[CHALLENGES]:
1. List the changes that the post on false consciousness names, in parentheses, as ones management could make once it knows about a problem.
2. Duplicate the part of the post on false consciousness starting at "On a macro scale, we're" and ending at "their own throats.".
3. Finish out the next part of the post on false consciousness, picking up after its last sentence.

Sunday, January 24, 2010

Slitting one's own throat


False consciousness:  In Marxist theory, a failure to recognize the instruments of one's oppression or exploitation as one's own creation, as when members of an oppressed class unwittingly adopt views of the oppressor class. (definition from http://www.answers.com/)

It's also known as an inability to see the world the way it really is, i.e., being more than a tad out of touch with reality.

On a macro scale, we're seeing it demonstrated everyday by people who oppose things that would directly benefit them, like a single-payer healthcare system in this country.  On a micro scale, I'm seeing it evidenced daily at work by co-workers who just don't get that behavior that they view as demonstrating their commitment to the job or their loyalty to the agency is actually an active exercise in slitting their own throats.

Over the years I've worked with a number of people who would take work home to do outside their normal duty hours.  When you're getting paid by the hour, that's always struck me as a truly dumb thing to do because you're giving away about the only thing you've got to sell, your time.  There are a bunch of other issues involved, too, including things like the people who do this tend to build up a nice stock of resentment ("Here I am working my butt off on my own time and no one is recognizing me for it!"), but two things strike me every time, both from a management perspective:

1.  If people routinely put in unpaid overtime because the workload has exceeded the capacity of the staff to deal with it, the only way management has of knowing that is when deadlines start getting missed, production quotas aren't met, or something else goes wrong.  If staff keep scrambling and managing to keep up, there is no incentive to management to make any changes (reduce the workload, hire more staff, look for other efficiencies like upgrading equipment).  Problems only get recognized when someone shines a light on them -- and working unpaid overtime is doing the opposite.  It's covering stuff up.  It is a heck of a lot easier to fix a problem if it's pointed out when it's first starting instead of waiting until the proverbial last straw and experiencing a total melt-down.

[RECORD SET]:

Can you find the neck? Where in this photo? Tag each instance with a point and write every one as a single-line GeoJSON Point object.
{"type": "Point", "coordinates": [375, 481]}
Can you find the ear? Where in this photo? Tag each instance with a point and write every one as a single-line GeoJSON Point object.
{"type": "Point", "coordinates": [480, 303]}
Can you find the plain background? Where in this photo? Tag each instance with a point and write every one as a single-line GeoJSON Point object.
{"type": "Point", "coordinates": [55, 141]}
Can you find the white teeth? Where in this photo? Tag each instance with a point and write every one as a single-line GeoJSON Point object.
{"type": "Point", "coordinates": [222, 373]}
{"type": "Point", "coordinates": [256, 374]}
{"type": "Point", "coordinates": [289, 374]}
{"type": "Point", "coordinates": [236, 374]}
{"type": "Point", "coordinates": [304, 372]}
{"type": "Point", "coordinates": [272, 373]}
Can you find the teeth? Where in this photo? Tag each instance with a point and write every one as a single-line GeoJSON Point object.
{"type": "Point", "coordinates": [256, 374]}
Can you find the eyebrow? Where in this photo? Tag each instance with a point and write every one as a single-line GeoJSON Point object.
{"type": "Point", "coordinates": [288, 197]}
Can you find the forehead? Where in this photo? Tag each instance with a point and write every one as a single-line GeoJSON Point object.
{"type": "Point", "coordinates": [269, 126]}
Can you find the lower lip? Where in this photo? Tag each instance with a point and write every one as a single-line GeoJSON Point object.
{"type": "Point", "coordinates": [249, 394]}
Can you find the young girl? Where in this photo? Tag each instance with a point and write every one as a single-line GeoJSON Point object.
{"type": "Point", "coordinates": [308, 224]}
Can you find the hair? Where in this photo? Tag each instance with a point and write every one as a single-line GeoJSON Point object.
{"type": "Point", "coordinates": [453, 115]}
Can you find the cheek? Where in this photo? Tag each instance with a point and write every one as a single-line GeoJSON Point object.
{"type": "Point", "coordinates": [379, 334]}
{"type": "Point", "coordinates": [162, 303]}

[OUTPUTS FOR THE TASKS]:
1.
- Reduce the workload
- Hire more staff
- Look for other efficiencies like upgrading equipment

2.
On a macro scale, we're seeing it demonstrated everyday by people who oppose things that would directly benefit them, like a single-payer healthcare system in this country.  On a micro scale, I'm seeing it evidenced daily at work by co-workers who just don't get that behavior that they view as demonstrating their commitment to the job or their loyalty to the agency is actually an active exercise in slitting their own throats.

3.
2.  If a single worker makes a point of putting in hours outside his or her tour of duty, as a manager I'm not going to respond with, "Way to go, what a team player."  I'm more likely to wonder "Why?"  You know, if there are 6 people all doing similar work and 5 of those people get it done in their usual 8 hour shifts but one has to bring work* home to meet deadlines, what does that say about Number 6?  Easy answer:  he or she is incompetent.  Telling me you've worked on Saturdays or while supposedly on annual leave doesn't tell me you're a team player; it tells me you're not nearly as good as your co-workers who have the same workload but manage to get it done within the standard 40-hour week.  You may see your "sacrifice" as a reason to give you an "exceptional" on the performance review; from a managerial perspective it's more likely to yield a "less than successful" and trigger an improvement plan. 

Update: The S.O. helpfully pointed out a third management perspective, one I'm quite familiar with but chose not to mention on this go-round:  management knows perfectly well that there's more work needing to be done than can be accomplished in the time allotted, but isn't going to do a damn thing about it as long as people are stupid enough to be willing to work for free.   
*I am, of course, talking about ordinary work, the regularly scheduled duties that don't vary a whole lot from day to day, week to week, or month to month. 

4 comments:

  1. Yes, yes and yes ... yet fear remains the main push.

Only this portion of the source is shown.